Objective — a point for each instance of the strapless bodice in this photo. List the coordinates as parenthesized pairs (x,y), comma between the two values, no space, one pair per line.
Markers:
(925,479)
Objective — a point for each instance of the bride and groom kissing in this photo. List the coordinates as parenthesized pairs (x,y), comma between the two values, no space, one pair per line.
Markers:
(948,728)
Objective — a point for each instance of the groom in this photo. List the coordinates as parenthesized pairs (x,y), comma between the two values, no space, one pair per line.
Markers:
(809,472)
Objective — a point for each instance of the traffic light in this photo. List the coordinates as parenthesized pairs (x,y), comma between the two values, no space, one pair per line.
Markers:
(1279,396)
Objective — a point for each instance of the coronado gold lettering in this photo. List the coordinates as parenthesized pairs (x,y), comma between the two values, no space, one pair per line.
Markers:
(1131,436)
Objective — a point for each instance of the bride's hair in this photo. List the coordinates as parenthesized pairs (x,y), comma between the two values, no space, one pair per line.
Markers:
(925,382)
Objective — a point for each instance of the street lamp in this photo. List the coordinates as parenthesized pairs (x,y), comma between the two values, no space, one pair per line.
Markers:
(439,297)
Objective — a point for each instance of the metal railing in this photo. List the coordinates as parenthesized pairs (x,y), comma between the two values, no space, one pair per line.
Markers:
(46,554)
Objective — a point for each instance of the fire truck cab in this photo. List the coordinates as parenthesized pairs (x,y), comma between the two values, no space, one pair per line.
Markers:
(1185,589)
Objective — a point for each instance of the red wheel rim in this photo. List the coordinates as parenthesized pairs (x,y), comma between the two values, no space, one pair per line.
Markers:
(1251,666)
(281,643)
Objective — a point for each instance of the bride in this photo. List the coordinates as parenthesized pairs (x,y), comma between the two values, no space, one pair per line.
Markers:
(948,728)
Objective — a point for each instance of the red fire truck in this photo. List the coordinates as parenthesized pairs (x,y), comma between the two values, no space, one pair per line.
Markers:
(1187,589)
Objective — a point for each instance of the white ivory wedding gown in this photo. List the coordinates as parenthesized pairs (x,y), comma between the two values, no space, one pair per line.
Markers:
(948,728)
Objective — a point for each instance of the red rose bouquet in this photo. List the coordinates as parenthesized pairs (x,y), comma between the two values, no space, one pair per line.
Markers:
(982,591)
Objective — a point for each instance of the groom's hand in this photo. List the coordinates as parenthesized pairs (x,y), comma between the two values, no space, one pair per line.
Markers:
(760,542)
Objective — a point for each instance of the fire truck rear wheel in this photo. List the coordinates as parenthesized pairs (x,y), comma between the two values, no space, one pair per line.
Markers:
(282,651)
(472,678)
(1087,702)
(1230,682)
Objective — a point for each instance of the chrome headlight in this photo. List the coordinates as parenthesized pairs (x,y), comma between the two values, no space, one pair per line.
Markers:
***
TASK STATEMENT:
Restate every entry above exactly as it stands.

SOLUTION TO THE PROBLEM:
Objective — a point for each instance of the strapless bodice in this photo. List the coordinates as parenthesized pairs (x,y), comma between the two values, no space, one pair per line.
Markers:
(925,479)
Objective — a point for each instance of the bride and groom kissing in this photo. List the coordinates as parenthesized pairs (x,y), comma between the two values, no space, one pair per line.
Markers:
(948,728)
Objective — a point for each instance of the groom in this photo. List the coordinates as parenthesized pairs (x,y), comma between the two values, no space, one pair per line.
Markers:
(809,472)
Objective — a point for each instance of the traffic light in this photo. List the coordinates as parenthesized pairs (x,y), comma between the two values, no space, one pair per line.
Markers:
(1279,396)
Objective — a point for each instance of the coronado gold lettering in this photo. List the coordinates as parenthesized pairs (x,y), comma between the two values, no space, one pair per line.
Markers:
(1131,436)
Objective — a point for each instance of the bride's hair in this photo. List the coordinates as parenthesized pairs (x,y), comma between the two values, no space, one pair per line.
Markers:
(925,382)
Objective — a point for each instance of the street lamp in this photo. List the coordinates as parenthesized pairs (x,y), comma between the two values, no space, one pair per line.
Markers:
(439,297)
Objective — a point for each instance of the metal railing in this photo. List the coordinates as parenthesized pairs (x,y), comma between the two values, no space, one pair per line.
Markers:
(46,554)
Objective — a point for each instance of the fire truck cab in this photo. List the coordinates as parenthesized pairs (x,y), comma between the two values, no space, one pair per line.
Markers:
(1185,589)
Objective — a point for each instance of the red wheel rim in this photo. List the coordinates as parenthesized pairs (x,y), comma between the two values, no space, one pair per line.
Markers:
(1251,666)
(281,643)
Objective — a point for each instance of the bride in this photo. List the coordinates as parenthesized pairs (x,y), comma between the two values, no space, one pair per line.
Markers:
(948,728)
Objective — a point for each instance of the red fire truck in this photo. List the coordinates as parenthesized pairs (x,y), comma between the two values, no space, one pair per line.
Markers:
(1187,589)
Objective — a point for each instance of the white ivory wedding gown in this photo. List the coordinates as parenthesized pairs (x,y), comma between the two values, no space, one pair per line.
Markers:
(948,728)
Objective — a point for each instance of the red rose bouquet in this photo. List the coordinates as parenthesized pairs (x,y), comma between the two values, no space, one pair per line.
Markers:
(982,591)
Objective — a point for each instance of the groom's hand in this photo. List the coordinates as parenthesized pairs (x,y), comma between the two values, no space, one pair per line.
Markers:
(760,542)
Objective — a point for each instance of the fire truck rear wheel in this photo. List the coordinates as parenthesized pairs (x,y), comma between the two values, no space, one pair per line.
Markers:
(282,651)
(472,678)
(1087,702)
(1230,682)
Objective — a point for each instance of the chrome headlight in this photo. List the coordinates as parenthesized pairs (x,y), comma between the two values, no space, one pair per line.
Markers:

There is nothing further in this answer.